> **Task to complete**
Make an exact copy of the entries below.

═════ Provided material ═════

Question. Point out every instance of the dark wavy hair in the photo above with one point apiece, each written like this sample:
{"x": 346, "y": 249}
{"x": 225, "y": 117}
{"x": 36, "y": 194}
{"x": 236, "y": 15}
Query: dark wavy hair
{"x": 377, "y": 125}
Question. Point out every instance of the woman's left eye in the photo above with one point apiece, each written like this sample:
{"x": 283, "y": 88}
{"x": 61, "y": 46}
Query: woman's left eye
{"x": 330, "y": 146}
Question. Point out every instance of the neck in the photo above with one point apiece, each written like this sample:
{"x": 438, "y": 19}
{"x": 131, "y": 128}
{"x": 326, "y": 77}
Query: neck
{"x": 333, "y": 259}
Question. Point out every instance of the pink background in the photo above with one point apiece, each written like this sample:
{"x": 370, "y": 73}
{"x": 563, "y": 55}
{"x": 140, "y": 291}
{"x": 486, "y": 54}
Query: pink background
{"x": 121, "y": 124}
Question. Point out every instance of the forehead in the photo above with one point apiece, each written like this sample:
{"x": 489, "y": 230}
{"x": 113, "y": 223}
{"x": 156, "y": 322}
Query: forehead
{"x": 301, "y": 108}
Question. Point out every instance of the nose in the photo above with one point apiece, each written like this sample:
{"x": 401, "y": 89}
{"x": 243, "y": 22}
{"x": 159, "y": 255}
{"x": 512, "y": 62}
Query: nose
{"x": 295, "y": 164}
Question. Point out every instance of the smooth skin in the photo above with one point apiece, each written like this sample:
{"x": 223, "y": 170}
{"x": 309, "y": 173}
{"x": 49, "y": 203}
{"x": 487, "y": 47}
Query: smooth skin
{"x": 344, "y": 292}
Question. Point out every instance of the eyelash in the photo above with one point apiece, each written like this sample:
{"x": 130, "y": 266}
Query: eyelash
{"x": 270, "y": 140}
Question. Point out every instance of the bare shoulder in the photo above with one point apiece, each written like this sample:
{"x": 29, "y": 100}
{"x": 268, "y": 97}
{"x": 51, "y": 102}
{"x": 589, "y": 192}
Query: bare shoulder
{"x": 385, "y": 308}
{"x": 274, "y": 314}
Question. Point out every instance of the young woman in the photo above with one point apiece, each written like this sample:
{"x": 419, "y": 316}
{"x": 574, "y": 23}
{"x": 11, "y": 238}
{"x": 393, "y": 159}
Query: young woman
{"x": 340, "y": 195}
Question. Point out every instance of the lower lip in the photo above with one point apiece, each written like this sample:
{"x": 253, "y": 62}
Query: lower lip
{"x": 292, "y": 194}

═════

> **Answer section**
Question. Point out every instance of the dark wavy hair in the photo above with one point apiece, each written like this sample:
{"x": 346, "y": 249}
{"x": 225, "y": 117}
{"x": 36, "y": 194}
{"x": 236, "y": 15}
Query: dark wavy hair
{"x": 377, "y": 125}
Question. Point out every instance of the woman's left eye in the photo above with one point apiece, each written like this sample:
{"x": 283, "y": 88}
{"x": 61, "y": 46}
Query: woman's left eye
{"x": 330, "y": 146}
Question. Point out every instance of the neck in the photo above with one point apiece, each written like this sample:
{"x": 438, "y": 19}
{"x": 131, "y": 128}
{"x": 326, "y": 77}
Query: neck
{"x": 333, "y": 259}
Question. Point out every instance of the pink background in the photo above with one point apiece, each written like this sample:
{"x": 370, "y": 73}
{"x": 563, "y": 55}
{"x": 140, "y": 291}
{"x": 486, "y": 54}
Query: pink background
{"x": 121, "y": 124}
Question. Point out every instance of the forehead in the photo above with one point apiece, each written like this sample:
{"x": 489, "y": 230}
{"x": 113, "y": 223}
{"x": 156, "y": 322}
Query: forehead
{"x": 301, "y": 108}
Question. Point out every instance of the nose in the photo above with one point apiece, each written like this sample:
{"x": 401, "y": 89}
{"x": 243, "y": 22}
{"x": 159, "y": 255}
{"x": 512, "y": 62}
Query: nose
{"x": 295, "y": 164}
Question. Point out every instance of the smooth skin in the photo above with one point apiece, each written like this sample:
{"x": 223, "y": 170}
{"x": 309, "y": 173}
{"x": 49, "y": 203}
{"x": 487, "y": 47}
Query: smooth skin
{"x": 344, "y": 292}
Question. Point out every instance of the eyelash in the photo above with one point apiece, each written like this sample:
{"x": 130, "y": 266}
Query: eyelash
{"x": 270, "y": 140}
Question. Point out every instance of the bare shoulder in the photo above with one point apiece, each written like this sample:
{"x": 29, "y": 100}
{"x": 268, "y": 97}
{"x": 51, "y": 102}
{"x": 589, "y": 192}
Query: bare shoulder
{"x": 385, "y": 308}
{"x": 274, "y": 314}
Question. Point out every instance of the young woman in the photo above with one point apiece, each written like this sample:
{"x": 419, "y": 316}
{"x": 574, "y": 23}
{"x": 11, "y": 238}
{"x": 393, "y": 159}
Query: young woman
{"x": 340, "y": 195}
Question. Point out every instance of the lower lip in the photo above with one point apiece, each written like this sample:
{"x": 253, "y": 62}
Query: lower lip
{"x": 292, "y": 194}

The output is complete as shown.